**** Textabschnitt ****

Wir haben einige Mitstreiter - Amerikaner chinesischer Herkunft - in Flushing, einem Stadtteil von Queens, die mit uns in der Frage der klassischen Musik zusammenarbeiten wollen. Bemerkenswerterweise interessieren sie sich sehr dafür, afro-amerikanische Spirituals und westliche klassische Musik zu lernen, und so haben wir nun auch in Queens einen Chor. Wie der Chor in Manhattan entwickelten sich diese Chöre anfangs recht langsam. Ich denke, der wichtigste Faktor ist, daß der Chorleiter absolut konsequent sein muß - ob nur drei Leute zur Probe kommen oder 30, ob sie Noten lesen können oder sie die Stimme nicht halten können. Und an einem bestimmten Punkt muß die Gruppe sich selbst als Gruppe verstehen und zu einer wirklichen Institution werden. Wir sind jetzt nahe dran in Brooklyn, und ich glaube, auch der Chor in Queens wird bald in Gang kommen. Ich wäre nicht überrascht, wenn sich nach der Serie der Requiem-Aufführungen auch in der Bronx ein Chor gründet.

****

◆ **Gestellte Aufgabe 1**
Gib den Textabschnitt über die Chöre vollständig und ohne jede Änderung wieder.
Der Textabschnitt und die Datensätze sind voneinander unabhängiges Material.

**** Vorliegende Datensätze ****

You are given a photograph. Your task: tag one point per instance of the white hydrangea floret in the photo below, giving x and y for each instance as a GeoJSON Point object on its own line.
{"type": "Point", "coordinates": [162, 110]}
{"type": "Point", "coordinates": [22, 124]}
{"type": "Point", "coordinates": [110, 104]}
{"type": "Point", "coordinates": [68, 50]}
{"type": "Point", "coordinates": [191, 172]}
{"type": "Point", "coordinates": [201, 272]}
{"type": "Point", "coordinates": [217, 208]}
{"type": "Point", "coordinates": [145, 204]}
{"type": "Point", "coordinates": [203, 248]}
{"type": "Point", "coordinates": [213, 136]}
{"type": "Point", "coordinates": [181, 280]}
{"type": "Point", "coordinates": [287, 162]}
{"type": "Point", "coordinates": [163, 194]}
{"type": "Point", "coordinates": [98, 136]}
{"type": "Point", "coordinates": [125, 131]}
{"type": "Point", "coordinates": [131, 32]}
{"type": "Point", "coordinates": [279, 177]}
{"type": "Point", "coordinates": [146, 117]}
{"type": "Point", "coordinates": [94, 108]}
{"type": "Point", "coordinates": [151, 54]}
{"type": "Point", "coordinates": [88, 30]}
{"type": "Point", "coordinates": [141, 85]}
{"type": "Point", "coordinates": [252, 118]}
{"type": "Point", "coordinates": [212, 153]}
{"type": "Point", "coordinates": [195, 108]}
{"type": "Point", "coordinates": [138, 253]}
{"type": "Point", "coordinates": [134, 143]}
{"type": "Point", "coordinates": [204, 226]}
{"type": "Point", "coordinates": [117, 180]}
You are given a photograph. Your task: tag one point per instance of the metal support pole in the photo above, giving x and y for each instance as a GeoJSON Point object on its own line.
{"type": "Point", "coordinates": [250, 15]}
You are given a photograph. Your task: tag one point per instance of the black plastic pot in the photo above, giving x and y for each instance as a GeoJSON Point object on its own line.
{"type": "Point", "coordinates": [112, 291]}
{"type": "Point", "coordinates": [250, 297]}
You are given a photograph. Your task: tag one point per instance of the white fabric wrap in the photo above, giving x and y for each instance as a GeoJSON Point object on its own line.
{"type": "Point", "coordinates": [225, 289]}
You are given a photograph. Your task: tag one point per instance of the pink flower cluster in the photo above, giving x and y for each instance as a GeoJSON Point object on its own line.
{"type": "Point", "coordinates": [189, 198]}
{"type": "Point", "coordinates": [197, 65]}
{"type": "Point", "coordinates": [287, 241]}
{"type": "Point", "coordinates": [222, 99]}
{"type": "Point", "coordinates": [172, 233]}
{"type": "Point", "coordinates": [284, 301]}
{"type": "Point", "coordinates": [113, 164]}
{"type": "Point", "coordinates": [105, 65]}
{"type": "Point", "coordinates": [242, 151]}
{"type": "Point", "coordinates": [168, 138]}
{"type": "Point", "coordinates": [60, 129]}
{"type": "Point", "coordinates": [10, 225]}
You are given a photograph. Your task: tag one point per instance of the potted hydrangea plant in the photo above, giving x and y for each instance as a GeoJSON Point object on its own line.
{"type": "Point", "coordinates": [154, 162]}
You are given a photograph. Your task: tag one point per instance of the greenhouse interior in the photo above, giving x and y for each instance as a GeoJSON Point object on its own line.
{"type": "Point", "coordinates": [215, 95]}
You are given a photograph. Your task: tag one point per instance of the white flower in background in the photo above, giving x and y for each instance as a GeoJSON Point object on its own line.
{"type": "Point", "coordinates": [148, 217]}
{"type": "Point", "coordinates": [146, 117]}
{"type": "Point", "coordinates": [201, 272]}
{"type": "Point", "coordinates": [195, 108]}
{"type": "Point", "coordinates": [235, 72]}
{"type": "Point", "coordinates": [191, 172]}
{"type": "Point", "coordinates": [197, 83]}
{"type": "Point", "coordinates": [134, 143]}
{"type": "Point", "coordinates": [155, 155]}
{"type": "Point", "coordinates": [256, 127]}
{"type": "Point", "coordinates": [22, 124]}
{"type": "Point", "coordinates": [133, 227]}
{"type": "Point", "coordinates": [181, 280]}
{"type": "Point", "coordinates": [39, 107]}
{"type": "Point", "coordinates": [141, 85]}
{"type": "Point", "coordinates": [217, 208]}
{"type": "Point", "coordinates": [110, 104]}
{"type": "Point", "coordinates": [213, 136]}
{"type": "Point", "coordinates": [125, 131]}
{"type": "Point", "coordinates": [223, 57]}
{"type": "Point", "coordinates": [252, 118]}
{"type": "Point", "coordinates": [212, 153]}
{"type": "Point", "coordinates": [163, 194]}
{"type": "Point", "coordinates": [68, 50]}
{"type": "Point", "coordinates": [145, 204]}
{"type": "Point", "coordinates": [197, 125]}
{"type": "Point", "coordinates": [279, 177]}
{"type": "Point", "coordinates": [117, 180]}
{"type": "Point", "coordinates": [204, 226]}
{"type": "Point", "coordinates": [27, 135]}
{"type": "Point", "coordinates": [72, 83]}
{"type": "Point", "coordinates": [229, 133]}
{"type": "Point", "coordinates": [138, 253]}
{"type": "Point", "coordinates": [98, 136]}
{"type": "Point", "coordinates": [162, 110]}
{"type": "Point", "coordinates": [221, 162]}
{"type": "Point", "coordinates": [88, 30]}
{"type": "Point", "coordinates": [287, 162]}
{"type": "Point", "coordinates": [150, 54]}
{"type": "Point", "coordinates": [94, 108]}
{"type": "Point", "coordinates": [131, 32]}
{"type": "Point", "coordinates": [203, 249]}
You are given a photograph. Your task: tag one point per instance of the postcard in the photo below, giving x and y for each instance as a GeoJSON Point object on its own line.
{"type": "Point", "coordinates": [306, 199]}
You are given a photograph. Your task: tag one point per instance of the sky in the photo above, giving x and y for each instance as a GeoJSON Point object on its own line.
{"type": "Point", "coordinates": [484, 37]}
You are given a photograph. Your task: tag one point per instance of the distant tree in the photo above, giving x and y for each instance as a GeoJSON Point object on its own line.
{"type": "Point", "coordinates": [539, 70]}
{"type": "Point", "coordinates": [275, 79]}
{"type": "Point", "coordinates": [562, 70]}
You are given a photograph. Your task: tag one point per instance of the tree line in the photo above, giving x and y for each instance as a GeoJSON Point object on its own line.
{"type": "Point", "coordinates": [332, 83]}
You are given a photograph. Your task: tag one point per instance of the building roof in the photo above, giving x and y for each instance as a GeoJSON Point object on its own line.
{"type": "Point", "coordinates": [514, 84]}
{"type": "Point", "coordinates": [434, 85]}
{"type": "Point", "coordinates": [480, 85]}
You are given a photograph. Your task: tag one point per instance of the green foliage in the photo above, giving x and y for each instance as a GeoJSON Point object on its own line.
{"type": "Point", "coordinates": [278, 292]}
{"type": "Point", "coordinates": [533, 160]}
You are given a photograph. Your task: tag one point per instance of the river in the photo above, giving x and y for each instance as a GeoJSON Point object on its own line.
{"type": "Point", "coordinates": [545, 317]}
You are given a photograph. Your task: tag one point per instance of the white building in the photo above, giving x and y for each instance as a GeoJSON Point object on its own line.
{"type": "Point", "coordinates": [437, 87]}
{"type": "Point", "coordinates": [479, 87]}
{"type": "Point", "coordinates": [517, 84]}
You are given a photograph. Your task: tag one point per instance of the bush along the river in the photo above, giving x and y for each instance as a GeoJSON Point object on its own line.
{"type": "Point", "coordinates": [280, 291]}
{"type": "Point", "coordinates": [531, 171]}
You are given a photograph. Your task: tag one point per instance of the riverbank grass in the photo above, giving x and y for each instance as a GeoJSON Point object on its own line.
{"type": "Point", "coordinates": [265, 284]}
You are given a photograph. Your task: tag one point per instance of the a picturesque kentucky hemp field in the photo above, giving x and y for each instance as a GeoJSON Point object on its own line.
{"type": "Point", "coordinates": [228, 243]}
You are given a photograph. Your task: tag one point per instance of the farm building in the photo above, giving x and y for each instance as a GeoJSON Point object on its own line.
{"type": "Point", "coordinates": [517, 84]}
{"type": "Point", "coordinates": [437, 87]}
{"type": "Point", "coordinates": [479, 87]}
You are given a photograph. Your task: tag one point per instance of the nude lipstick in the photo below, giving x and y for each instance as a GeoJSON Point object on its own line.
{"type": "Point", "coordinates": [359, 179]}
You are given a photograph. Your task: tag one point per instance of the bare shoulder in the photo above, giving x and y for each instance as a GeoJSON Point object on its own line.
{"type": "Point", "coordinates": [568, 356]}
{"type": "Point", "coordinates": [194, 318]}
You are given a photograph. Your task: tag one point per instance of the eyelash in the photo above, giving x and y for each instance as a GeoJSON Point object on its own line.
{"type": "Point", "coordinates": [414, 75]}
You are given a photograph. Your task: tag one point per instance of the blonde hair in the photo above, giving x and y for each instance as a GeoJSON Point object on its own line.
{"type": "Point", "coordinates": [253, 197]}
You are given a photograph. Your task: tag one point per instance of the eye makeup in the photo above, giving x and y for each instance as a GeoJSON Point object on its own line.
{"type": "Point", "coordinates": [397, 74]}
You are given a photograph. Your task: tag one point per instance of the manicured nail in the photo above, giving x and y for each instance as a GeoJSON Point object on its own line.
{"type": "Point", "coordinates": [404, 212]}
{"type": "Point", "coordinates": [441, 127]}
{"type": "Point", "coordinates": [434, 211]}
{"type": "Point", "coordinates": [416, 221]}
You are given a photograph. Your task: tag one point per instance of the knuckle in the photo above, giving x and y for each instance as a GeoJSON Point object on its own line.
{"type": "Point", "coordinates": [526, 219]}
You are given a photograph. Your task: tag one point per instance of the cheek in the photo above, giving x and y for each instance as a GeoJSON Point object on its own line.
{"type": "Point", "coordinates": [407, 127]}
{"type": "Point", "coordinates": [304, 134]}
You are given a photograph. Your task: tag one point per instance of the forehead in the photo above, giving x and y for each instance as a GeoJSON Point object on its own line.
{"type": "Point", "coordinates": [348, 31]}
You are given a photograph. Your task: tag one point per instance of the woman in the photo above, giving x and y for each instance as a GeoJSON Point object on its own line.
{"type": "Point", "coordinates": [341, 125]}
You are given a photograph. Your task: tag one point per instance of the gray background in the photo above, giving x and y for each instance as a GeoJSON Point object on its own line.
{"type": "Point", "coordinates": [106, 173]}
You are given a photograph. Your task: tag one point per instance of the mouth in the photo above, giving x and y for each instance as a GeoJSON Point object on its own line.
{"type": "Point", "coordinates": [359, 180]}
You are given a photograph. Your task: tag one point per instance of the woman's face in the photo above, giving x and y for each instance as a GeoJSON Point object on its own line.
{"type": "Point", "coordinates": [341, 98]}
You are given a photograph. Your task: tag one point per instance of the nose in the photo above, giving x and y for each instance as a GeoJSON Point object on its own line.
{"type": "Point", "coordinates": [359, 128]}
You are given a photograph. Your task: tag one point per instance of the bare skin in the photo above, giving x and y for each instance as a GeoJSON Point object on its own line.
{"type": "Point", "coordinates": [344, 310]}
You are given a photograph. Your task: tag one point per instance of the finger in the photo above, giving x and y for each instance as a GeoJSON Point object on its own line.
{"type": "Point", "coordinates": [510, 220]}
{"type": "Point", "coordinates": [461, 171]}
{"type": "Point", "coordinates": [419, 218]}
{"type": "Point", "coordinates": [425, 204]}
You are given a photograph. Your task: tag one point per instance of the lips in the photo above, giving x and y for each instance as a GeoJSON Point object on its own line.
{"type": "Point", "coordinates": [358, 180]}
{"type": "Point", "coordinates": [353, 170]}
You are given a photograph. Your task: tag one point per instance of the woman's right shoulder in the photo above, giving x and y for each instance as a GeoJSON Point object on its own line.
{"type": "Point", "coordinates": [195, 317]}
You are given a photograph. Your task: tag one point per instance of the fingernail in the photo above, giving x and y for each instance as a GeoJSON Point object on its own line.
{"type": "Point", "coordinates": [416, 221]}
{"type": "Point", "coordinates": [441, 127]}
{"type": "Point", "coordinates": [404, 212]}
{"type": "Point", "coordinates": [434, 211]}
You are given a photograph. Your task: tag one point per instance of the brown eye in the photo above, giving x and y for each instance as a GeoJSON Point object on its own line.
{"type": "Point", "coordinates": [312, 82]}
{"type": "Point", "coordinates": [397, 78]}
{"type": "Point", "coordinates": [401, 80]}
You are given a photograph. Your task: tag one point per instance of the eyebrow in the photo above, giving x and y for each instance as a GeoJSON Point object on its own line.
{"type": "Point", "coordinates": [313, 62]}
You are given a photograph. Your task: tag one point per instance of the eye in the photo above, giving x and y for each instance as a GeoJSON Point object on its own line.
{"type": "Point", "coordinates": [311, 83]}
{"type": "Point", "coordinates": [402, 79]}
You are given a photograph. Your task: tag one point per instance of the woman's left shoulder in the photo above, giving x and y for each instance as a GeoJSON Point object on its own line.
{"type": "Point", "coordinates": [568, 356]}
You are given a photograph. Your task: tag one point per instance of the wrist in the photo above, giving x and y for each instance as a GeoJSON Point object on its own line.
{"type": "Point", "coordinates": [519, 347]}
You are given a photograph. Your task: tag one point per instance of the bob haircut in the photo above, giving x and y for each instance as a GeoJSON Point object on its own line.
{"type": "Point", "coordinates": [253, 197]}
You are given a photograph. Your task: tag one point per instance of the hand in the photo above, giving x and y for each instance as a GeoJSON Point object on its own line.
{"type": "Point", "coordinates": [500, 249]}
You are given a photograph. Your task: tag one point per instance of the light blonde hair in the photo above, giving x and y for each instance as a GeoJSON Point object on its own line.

****

◆ **Gestellte Aufgabe 2**
Nenne die Anzahl der Zeilen in den Datensätzen, die die Zeichenfolge „background“ enthalten, und schreibe nichts außer dieser Zahl.

◆ **Richtige Antwort 1**
Wir haben einige Mitstreiter - Amerikaner chinesischer Herkunft - in Flushing, einem Stadtteil von Queens, die mit uns in der Frage der klassischen Musik zusammenarbeiten wollen. Bemerkenswerterweise interessieren sie sich sehr dafür, afro-amerikanische Spirituals und westliche klassische Musik zu lernen, und so haben wir nun auch in Queens einen Chor. Wie der Chor in Manhattan entwickelten sich diese Chöre anfangs recht langsam. Ich denke, der wichtigste Faktor ist, daß der Chorleiter absolut konsequent sein muß - ob nur drei Leute zur Probe kommen oder 30, ob sie Noten lesen können oder sie die Stimme nicht halten können. Und an einem bestimmten Punkt muß die Gruppe sich selbst als Gruppe verstehen und zu einer wirklichen Institution werden. Wir sind jetzt nahe dran in Brooklyn, und ich glaube, auch der Chor in Queens wird bald in Gang kommen. Ich wäre nicht überrascht, wenn sich nach der Serie der Requiem-Aufführungen auch in der Bronx ein Chor gründet.

◆ **Richtige Antwort 2**
2